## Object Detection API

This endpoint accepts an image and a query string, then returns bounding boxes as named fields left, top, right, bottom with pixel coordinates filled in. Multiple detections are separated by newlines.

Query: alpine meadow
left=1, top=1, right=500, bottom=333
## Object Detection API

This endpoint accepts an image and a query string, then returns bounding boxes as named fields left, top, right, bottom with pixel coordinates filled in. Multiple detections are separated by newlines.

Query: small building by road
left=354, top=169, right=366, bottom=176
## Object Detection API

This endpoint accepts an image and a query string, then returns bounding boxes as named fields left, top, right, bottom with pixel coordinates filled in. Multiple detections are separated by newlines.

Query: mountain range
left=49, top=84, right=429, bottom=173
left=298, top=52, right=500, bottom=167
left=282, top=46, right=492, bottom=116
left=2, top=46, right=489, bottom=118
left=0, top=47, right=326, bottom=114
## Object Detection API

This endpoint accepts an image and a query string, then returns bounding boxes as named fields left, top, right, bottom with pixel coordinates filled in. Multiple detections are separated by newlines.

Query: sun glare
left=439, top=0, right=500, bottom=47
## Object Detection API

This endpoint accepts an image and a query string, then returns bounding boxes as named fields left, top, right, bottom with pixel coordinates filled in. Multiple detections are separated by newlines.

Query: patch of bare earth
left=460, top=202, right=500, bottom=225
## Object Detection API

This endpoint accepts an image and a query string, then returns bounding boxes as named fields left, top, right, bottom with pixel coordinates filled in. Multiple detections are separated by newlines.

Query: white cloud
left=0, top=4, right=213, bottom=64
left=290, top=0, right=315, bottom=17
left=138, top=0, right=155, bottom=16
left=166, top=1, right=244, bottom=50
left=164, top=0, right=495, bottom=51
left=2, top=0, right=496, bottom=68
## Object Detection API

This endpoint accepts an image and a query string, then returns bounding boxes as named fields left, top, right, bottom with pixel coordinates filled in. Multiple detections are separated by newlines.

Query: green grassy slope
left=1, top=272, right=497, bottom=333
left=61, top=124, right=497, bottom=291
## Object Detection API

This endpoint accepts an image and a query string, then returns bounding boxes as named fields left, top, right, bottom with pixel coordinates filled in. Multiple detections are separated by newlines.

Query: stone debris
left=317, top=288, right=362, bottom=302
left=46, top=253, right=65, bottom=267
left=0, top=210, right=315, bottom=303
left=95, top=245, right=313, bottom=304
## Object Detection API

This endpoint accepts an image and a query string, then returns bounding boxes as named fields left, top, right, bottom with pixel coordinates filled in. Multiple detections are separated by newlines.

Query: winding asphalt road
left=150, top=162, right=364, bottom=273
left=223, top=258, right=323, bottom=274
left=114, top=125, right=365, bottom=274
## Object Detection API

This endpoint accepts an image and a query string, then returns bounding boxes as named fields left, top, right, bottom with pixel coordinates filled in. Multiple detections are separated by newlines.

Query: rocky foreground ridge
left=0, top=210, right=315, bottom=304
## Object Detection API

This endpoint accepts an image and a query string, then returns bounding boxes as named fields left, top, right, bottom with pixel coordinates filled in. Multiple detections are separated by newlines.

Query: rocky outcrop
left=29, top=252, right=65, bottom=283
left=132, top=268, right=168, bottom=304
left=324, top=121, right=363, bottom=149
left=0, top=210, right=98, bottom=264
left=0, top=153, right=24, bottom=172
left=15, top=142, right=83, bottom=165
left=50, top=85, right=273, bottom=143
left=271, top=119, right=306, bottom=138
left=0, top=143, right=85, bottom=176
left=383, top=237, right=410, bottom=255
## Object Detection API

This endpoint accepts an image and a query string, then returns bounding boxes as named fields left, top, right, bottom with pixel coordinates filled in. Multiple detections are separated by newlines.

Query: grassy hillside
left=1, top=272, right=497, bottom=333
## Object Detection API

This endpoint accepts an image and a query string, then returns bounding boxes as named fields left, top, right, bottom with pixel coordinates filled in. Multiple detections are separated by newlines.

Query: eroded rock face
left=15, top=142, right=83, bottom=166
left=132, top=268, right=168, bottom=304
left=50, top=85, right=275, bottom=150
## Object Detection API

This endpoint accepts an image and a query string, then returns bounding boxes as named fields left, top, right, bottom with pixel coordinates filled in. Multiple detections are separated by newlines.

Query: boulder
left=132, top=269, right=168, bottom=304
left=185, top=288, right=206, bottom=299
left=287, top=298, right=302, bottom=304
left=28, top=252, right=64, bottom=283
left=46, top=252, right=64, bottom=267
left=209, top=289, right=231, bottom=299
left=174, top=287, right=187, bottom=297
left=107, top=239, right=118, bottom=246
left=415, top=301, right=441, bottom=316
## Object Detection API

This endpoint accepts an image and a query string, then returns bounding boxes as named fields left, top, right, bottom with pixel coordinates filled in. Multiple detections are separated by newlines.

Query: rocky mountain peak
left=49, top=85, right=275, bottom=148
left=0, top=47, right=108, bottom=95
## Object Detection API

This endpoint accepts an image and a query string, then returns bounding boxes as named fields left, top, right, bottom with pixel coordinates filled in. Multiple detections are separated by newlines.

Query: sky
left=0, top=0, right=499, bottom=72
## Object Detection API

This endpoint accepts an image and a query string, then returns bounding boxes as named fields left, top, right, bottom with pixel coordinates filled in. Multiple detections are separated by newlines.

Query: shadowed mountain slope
===
● WORK ITEM
Repeat the entries word for word. Skip none of them.

● WRITTEN REPLY
## Object Detection API

This endpoint accepts an image and a query string, then returns bounding boxes as named fields left, top, right, bottom with pixel coordinates filled in. Multiple detections are separated by newlines.

Query: alpine meadow
left=1, top=1, right=500, bottom=333
## Object Detection API

This endpoint accepts an image and a query string, then returns bounding boxes as named fields left, top, right, bottom with pixel coordinates filled in. Multiple detections are separated by newlines.

Query: small building by road
left=354, top=169, right=366, bottom=176
## Object Detection API

This endpoint accepts an image and a query string, then returns bounding boxes as named fields left, top, right, bottom with pixel coordinates filled in. Multiple detections are separated by newlines.

Query: mountain range
left=49, top=84, right=429, bottom=173
left=298, top=52, right=500, bottom=167
left=282, top=46, right=492, bottom=116
left=2, top=46, right=489, bottom=118
left=0, top=47, right=326, bottom=114
## Object Detection API

This endpoint accepts an image and a query string, then returns bounding boxes as named fields left, top, right, bottom with pixel coordinates filled in. Multiple detections are separated by newlines.

Query: sun glare
left=439, top=0, right=500, bottom=47
## Object Detection API

This endpoint accepts an image and a query string, then returns bounding boxes as named fields left, top, right, bottom with pixel coordinates filled in. Multiple detections are separated by newlines.

Query: patch of bare earth
left=460, top=202, right=500, bottom=225
## Object Detection API

This endpoint accepts an image and a query string, then returns bounding boxes as named fields left, top, right, bottom with pixel coordinates filled in. Multiple detections are separated by newlines.

Query: white cloud
left=0, top=4, right=213, bottom=64
left=290, top=0, right=315, bottom=17
left=138, top=0, right=155, bottom=16
left=166, top=1, right=244, bottom=50
left=164, top=0, right=495, bottom=51
left=2, top=0, right=496, bottom=68
## Object Detection API

This endpoint accepts an image and a query string, then returns bounding boxes as named fields left, top, right, bottom with pixel coordinates filled in. Multiple detections are separated by newlines.

Query: green grassy slope
left=1, top=272, right=497, bottom=333
left=61, top=124, right=497, bottom=291
## Object Detection API

This endpoint accepts an image and a query string, then returns bounding boxes as named fields left, top, right, bottom with pixel coordinates filled in. Multiple detections are separated by newlines.

Query: stone debris
left=317, top=288, right=362, bottom=302
left=46, top=253, right=65, bottom=267
left=0, top=210, right=315, bottom=303
left=95, top=245, right=313, bottom=304
## Object Detection API

This endpoint accepts an image and a query string, then returns bounding boxes as named fields left, top, right, bottom with pixel coordinates filled in. Multiple detections are separated by newlines.

Query: winding asphalt road
left=150, top=162, right=364, bottom=273
left=223, top=258, right=323, bottom=274
left=114, top=125, right=365, bottom=274
## Object Detection API

This endpoint accepts an image and a query string, then returns bounding boxes as named fields left, top, right, bottom with pixel coordinates filled in. Multiple detections are separated by newlines.

Query: rocky foreground ridge
left=0, top=210, right=315, bottom=304
## Object Detection API

This endpoint accepts an image and a query string, then returns bounding boxes as named fields left, top, right, bottom with pixel coordinates filled in. Multiple detections are separated by newlines.

Query: rocky outcrop
left=29, top=252, right=65, bottom=283
left=132, top=268, right=168, bottom=304
left=324, top=121, right=363, bottom=149
left=0, top=210, right=98, bottom=264
left=0, top=153, right=24, bottom=172
left=15, top=142, right=83, bottom=165
left=50, top=85, right=273, bottom=143
left=271, top=119, right=306, bottom=138
left=0, top=143, right=85, bottom=176
left=383, top=237, right=410, bottom=255
## Object Detection API

This endpoint accepts an image and a query string, then returns bounding boxes as named fields left, top, right, bottom with pixel coordinates filled in. Multiple detections are separated by newlines.

Query: grassy hillside
left=1, top=272, right=497, bottom=333
## Object Detection API

This endpoint accepts an image and a query string, then returns bounding boxes as named fields left, top, right, bottom with pixel coordinates filled in. Multiple detections are separated by newlines.

Query: eroded rock face
left=15, top=142, right=83, bottom=166
left=132, top=268, right=168, bottom=304
left=50, top=85, right=275, bottom=150
## Object Detection API

This endpoint accepts an image and a query string, then returns bounding boxes as named fields left, top, right, bottom with pixel coordinates filled in. Multiple detections are separated by newlines.

Query: boulder
left=132, top=269, right=168, bottom=304
left=185, top=288, right=206, bottom=299
left=287, top=298, right=302, bottom=304
left=28, top=252, right=64, bottom=283
left=46, top=252, right=64, bottom=267
left=209, top=289, right=231, bottom=299
left=174, top=287, right=187, bottom=297
left=107, top=239, right=118, bottom=246
left=415, top=301, right=441, bottom=316
## Object Detection API

This endpoint accepts an image and a query string, then returns bounding boxes as named fields left, top, right, bottom with pixel coordinates filled in. Multiple detections are separated by newlines.

Query: rocky mountain peak
left=49, top=85, right=275, bottom=148
left=0, top=47, right=108, bottom=95
## Object Detection API

This endpoint accepts an image and a query string, then returns bounding boxes as named fields left, top, right, bottom with pixel coordinates filled in. Multiple detections are separated by newlines.

Query: sky
left=0, top=0, right=499, bottom=72
## Object Detection API

This endpoint accepts an image and a query string, then returns bounding boxes as named fields left, top, right, bottom with pixel coordinates filled in. Multiple detections are separated by newlines.

Query: shadowed mountain slope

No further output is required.